In the data below, find each line containing the string "Category" and return it.

┌──

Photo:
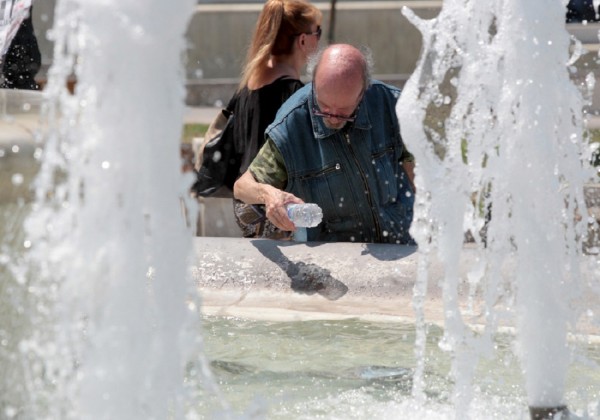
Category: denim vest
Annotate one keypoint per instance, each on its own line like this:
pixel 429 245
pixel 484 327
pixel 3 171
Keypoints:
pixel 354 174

└──
┌──

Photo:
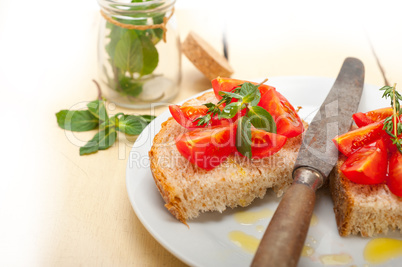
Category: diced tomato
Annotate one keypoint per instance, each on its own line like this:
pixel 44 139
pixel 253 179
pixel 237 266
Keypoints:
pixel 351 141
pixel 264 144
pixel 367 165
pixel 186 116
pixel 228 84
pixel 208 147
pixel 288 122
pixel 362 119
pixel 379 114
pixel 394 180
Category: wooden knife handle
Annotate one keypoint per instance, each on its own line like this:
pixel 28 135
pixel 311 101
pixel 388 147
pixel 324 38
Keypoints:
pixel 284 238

└──

Answer to this problem.
Category: denim vest
Category: diced tomato
Category: wooden knife handle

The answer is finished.